[GIVEN TEXT]
********

A Terminator movie has never been known for Academy Award winning performances, but this reviewer will not lie that he enjoyed the acting.  The classic champions of the franchise succeed in reliving their characters, bringing a new light to the simplistic roles, but yet being familiar.  Meanwhile newcomers like Davis and Reyes succeed in fitting into the new roles that the franchise wants them to take.  It’s not the most complicated of the roles, but the it works for the premise of the film.  The writing stems from those characters being the simple cat and mouse game with a little gun play involved, but in this installment the comedy seems to be there once more to offset the darker tones, with simple jokes integrated into natural conversation that make fans like me laugh.  All of this boils down to more dynamic characters, where people are much more than simple fodder for the terminators, but instead starting to show more heart and wisdom then what I think I have seen in any film.  This opens up into a surprisingly deeper film, finally achieving characters that we want to see, instead of the generic one-dimensional shells that are no better than the robots they are fighting, which is something I enjoyed.  Yet, this does not mean the Terminators have deviated too much from their normal delivery of the Terminator films.  The computer graphics have continued to improve, helping beef up action sequences, and help design one of the deadliest series to date.  These qualities are the thumbs up of computer technology in this film and things I absolutely love to see.  When it comes to the pace of the film, Dark Fates keeps things moving, refusing to linger too long as they chase/hunt continues and the defense plans need to evolve.  For guys like me, this pace is welcomed, because it keeps things exciting, but yet does not move so fast that the character development is rushed.  The heavy dialogue moments are then interrupted by some decent action sequences, with the first and last moments holding the planning and execution of scenes I like.  Fights are vicious, fun, exciting, and have the darkness to allow for some seriously awesome moves and struggles that are fitting of this series.

********

[SUPPLIED MATERIAL]
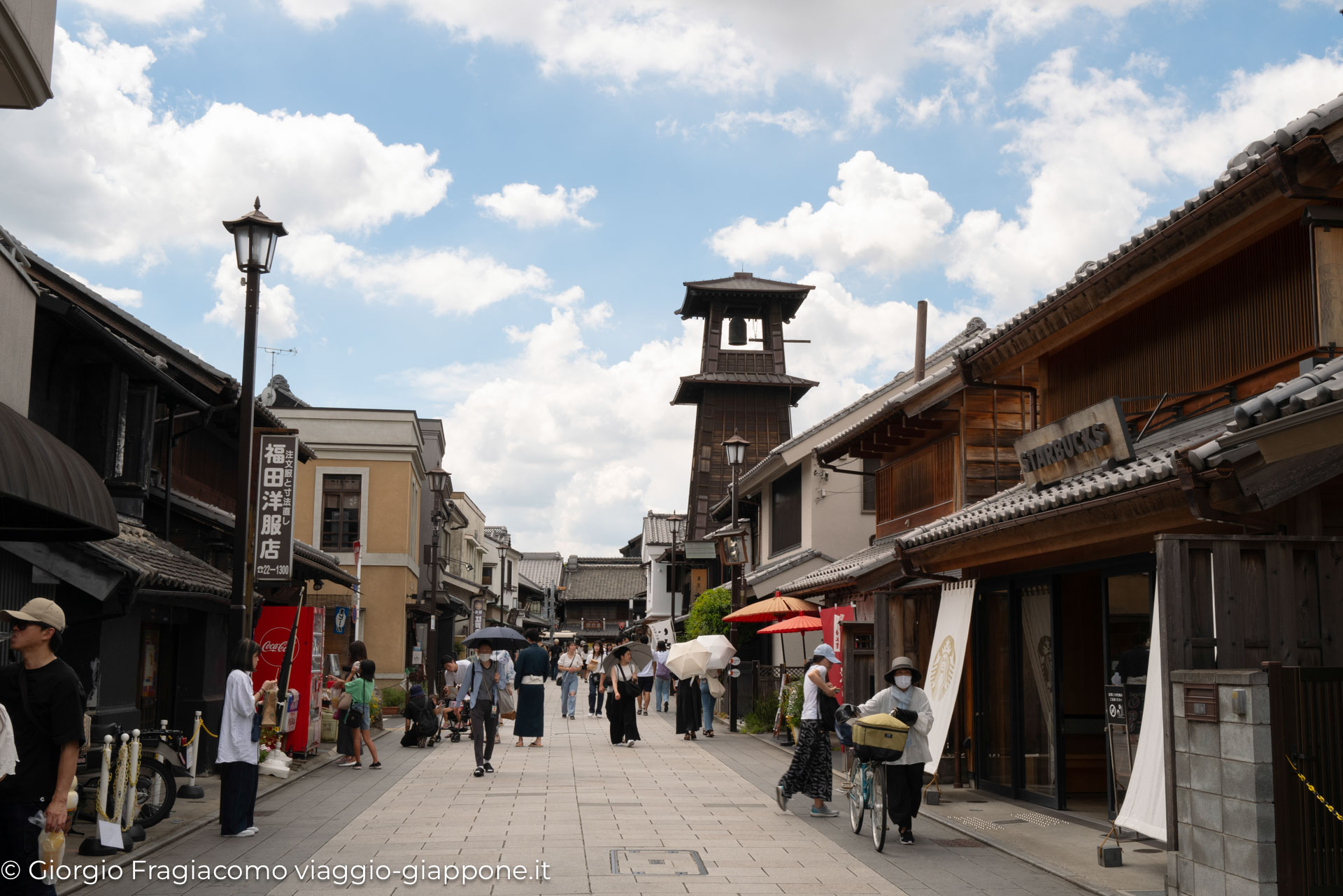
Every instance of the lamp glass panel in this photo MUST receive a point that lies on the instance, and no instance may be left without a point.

********

[SET PROBLEM] In the movie review, which two newcomers are said to fit into the new roles the franchise wants them to take?

[ANSWER TO THIS TASK] Davis and Reyes.